In the listing below, please print the line that contains "[find] the wire" and every line that follows it, exactly.

▶ Data listing
----------

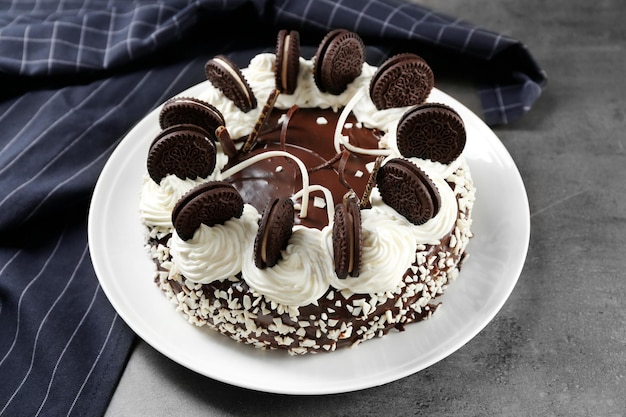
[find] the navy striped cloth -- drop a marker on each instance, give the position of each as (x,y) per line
(75,75)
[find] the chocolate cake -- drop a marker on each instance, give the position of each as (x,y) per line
(308,204)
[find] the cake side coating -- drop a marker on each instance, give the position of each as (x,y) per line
(405,266)
(339,318)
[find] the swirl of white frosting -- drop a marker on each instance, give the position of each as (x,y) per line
(214,253)
(434,229)
(158,200)
(388,250)
(300,277)
(306,268)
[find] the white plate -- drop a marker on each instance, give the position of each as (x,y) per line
(497,254)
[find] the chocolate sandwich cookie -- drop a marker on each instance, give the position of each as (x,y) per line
(287,61)
(210,203)
(402,80)
(408,190)
(226,76)
(275,229)
(191,110)
(228,146)
(431,131)
(182,150)
(347,238)
(338,61)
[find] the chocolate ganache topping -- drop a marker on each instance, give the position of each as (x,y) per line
(315,150)
(309,137)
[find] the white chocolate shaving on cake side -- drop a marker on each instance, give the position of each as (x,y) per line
(398,260)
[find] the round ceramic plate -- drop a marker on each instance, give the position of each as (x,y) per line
(497,254)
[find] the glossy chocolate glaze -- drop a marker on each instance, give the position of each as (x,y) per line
(312,143)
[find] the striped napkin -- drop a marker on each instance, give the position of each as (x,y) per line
(75,76)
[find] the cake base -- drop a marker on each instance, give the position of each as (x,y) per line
(338,319)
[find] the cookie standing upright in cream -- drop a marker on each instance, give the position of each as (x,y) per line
(350,257)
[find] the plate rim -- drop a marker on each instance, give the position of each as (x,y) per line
(102,269)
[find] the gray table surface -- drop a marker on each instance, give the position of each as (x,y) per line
(558,346)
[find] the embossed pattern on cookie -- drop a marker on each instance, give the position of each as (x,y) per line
(338,61)
(227,77)
(402,80)
(182,150)
(431,131)
(408,190)
(211,203)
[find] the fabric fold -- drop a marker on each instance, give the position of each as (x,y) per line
(76,75)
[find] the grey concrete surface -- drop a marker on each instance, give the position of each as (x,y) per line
(558,346)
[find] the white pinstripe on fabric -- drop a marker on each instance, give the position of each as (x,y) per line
(95,362)
(72,336)
(50,157)
(39,329)
(21,298)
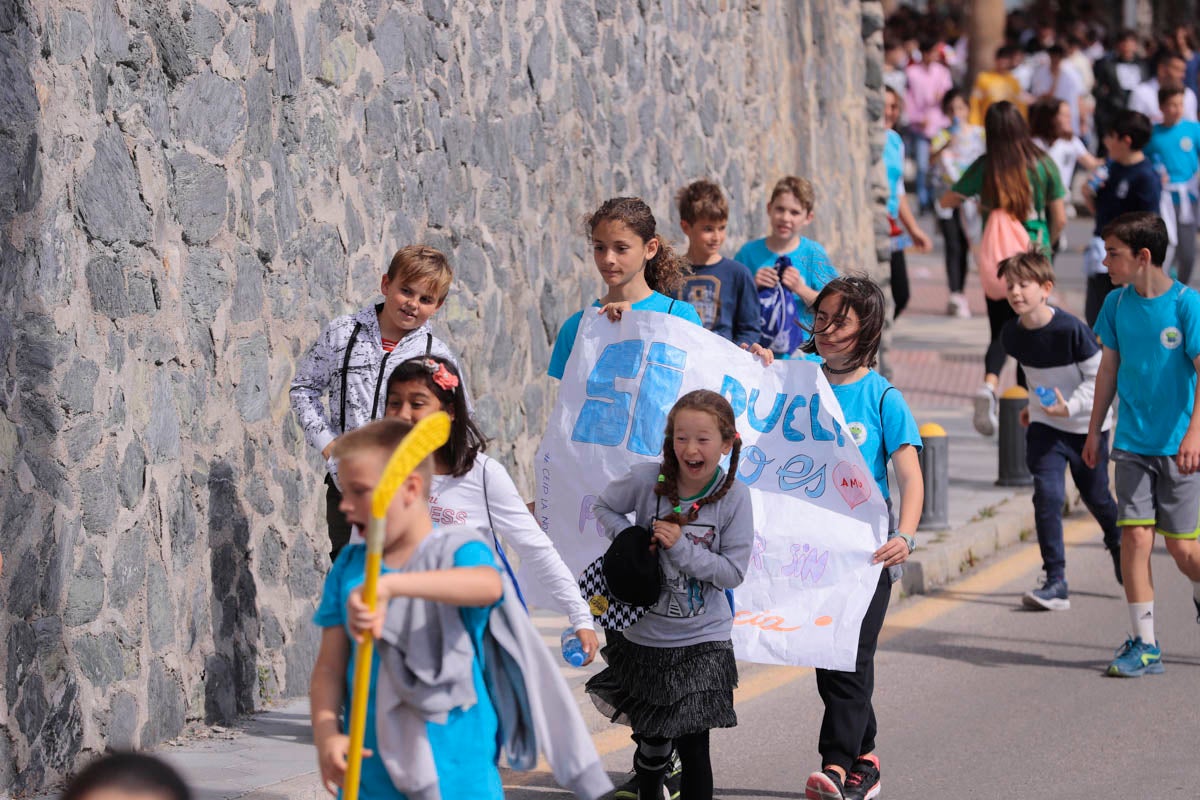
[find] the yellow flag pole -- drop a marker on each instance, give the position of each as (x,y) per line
(426,437)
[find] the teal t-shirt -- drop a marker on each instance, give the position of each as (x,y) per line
(466,747)
(879,421)
(810,260)
(1175,148)
(570,329)
(1158,340)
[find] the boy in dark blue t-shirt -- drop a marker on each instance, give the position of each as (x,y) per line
(721,290)
(1128,181)
(1061,359)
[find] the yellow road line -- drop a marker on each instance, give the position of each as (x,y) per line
(922,612)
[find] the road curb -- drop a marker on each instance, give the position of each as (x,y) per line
(942,557)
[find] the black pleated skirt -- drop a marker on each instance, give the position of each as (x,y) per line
(667,692)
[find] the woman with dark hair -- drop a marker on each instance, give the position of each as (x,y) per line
(1019,178)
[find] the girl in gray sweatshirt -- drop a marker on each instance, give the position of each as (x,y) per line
(671,675)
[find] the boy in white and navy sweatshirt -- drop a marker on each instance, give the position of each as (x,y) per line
(1061,358)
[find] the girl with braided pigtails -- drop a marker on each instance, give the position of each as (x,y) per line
(671,675)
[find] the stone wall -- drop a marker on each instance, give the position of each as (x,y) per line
(191,188)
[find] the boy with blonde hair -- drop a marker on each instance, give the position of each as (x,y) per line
(353,356)
(785,258)
(1061,358)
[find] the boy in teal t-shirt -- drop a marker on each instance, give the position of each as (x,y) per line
(808,268)
(1150,329)
(1173,145)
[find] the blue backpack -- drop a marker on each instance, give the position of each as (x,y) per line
(778,316)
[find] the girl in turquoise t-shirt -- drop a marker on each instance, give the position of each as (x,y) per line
(849,322)
(637,266)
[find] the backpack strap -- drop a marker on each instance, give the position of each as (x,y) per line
(346,368)
(496,541)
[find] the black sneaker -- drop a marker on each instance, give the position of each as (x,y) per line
(863,780)
(675,777)
(825,785)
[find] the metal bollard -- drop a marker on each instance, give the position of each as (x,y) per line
(1013,470)
(935,471)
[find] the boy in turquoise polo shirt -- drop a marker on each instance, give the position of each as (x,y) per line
(1173,145)
(1150,329)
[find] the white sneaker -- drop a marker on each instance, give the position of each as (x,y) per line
(961,308)
(985,417)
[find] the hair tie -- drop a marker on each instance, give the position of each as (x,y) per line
(444,378)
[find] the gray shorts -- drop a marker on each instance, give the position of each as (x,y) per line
(1152,492)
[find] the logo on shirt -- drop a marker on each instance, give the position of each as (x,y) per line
(857,432)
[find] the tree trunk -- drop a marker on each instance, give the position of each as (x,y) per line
(985,32)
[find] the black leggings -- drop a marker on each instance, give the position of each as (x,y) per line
(899,282)
(957,248)
(696,781)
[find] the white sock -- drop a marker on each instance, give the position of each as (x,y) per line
(1143,617)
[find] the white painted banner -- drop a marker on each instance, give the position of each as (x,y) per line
(819,515)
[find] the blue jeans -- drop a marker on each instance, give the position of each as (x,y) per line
(1048,452)
(921,155)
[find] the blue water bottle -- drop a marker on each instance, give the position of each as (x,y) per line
(573,649)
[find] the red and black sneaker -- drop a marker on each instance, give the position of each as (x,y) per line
(863,780)
(825,785)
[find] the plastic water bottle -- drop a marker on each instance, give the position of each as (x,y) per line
(573,649)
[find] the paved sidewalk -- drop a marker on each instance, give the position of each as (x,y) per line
(936,361)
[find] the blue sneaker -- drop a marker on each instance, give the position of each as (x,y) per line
(1051,596)
(1135,659)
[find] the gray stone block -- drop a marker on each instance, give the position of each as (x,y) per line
(162,433)
(85,595)
(107,196)
(100,659)
(252,391)
(160,608)
(198,192)
(123,711)
(70,37)
(166,697)
(288,68)
(131,479)
(210,110)
(78,386)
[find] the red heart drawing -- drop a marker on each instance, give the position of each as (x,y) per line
(853,485)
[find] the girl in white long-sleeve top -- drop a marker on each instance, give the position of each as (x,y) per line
(469,488)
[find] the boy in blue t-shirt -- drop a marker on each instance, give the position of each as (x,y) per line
(721,290)
(1173,145)
(1061,358)
(465,746)
(787,258)
(1127,182)
(1151,335)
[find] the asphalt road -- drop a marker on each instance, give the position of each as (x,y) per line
(978,698)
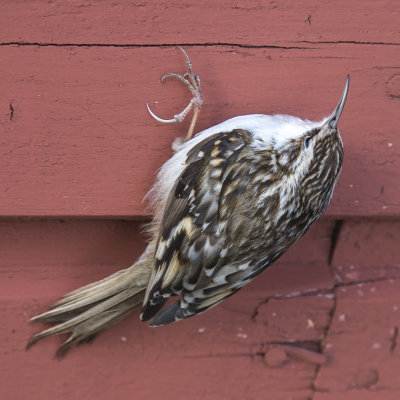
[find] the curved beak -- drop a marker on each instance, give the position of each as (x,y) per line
(333,119)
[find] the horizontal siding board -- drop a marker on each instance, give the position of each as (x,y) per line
(245,22)
(80,141)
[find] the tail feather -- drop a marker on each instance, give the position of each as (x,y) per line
(92,309)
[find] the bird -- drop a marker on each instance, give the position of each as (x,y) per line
(227,204)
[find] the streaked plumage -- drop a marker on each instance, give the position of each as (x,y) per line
(226,205)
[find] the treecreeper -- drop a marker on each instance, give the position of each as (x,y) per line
(226,205)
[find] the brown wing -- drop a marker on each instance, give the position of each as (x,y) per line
(189,246)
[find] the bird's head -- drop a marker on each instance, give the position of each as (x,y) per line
(311,149)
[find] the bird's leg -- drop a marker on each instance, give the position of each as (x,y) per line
(192,82)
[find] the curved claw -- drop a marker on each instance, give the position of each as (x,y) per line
(192,82)
(164,121)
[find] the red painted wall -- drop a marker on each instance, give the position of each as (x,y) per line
(78,151)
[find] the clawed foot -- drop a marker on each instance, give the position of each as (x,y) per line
(192,82)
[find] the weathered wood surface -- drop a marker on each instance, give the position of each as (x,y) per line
(80,141)
(245,22)
(238,350)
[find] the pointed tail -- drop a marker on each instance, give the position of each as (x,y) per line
(90,310)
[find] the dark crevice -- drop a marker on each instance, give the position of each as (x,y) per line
(393,339)
(350,42)
(11,112)
(44,44)
(248,46)
(334,239)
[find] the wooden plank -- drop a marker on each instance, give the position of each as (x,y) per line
(225,347)
(80,141)
(362,344)
(249,22)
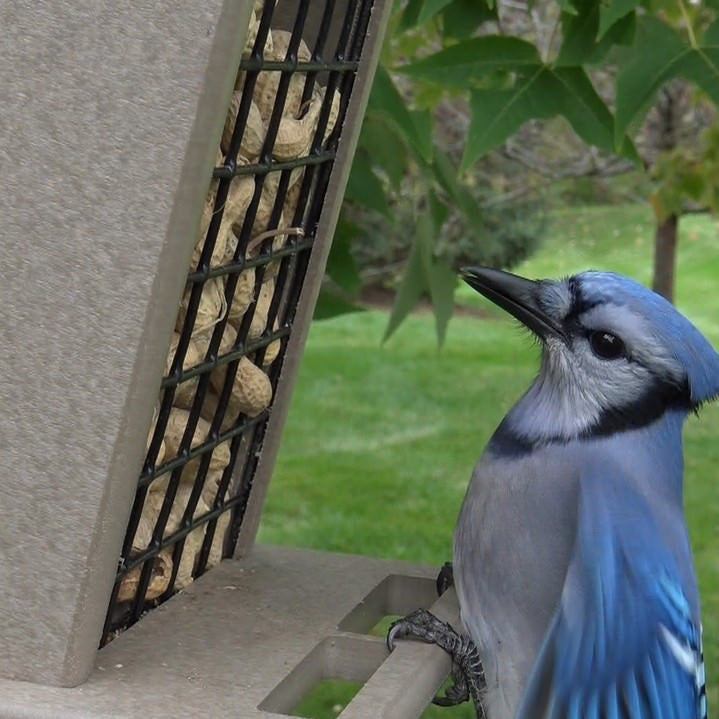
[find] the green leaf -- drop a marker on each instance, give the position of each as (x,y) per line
(386,100)
(330,303)
(385,146)
(410,16)
(543,93)
(611,11)
(441,279)
(463,17)
(567,6)
(341,265)
(659,55)
(445,174)
(461,65)
(364,187)
(430,8)
(409,292)
(581,45)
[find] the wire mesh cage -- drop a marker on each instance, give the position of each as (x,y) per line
(256,237)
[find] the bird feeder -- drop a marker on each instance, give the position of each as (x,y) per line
(177,172)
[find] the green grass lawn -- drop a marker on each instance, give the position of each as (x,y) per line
(381,440)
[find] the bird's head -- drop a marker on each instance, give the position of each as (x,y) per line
(615,355)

----------

▶ Completed exercise
[find] the wire mesh cage -- drop a marker on each instance, give the position of each as (x,y) per line
(256,237)
[find] the bird feeder -- drop a marker on each instance, give the position of each as (x,y) per line
(177,172)
[find] the green grass lawn -- drop a marker on each instance, give the position of each as (x,y) per line
(381,440)
[find] the bird's head -- drop a marker on each instance, give the position of each as (x,y) per line
(615,355)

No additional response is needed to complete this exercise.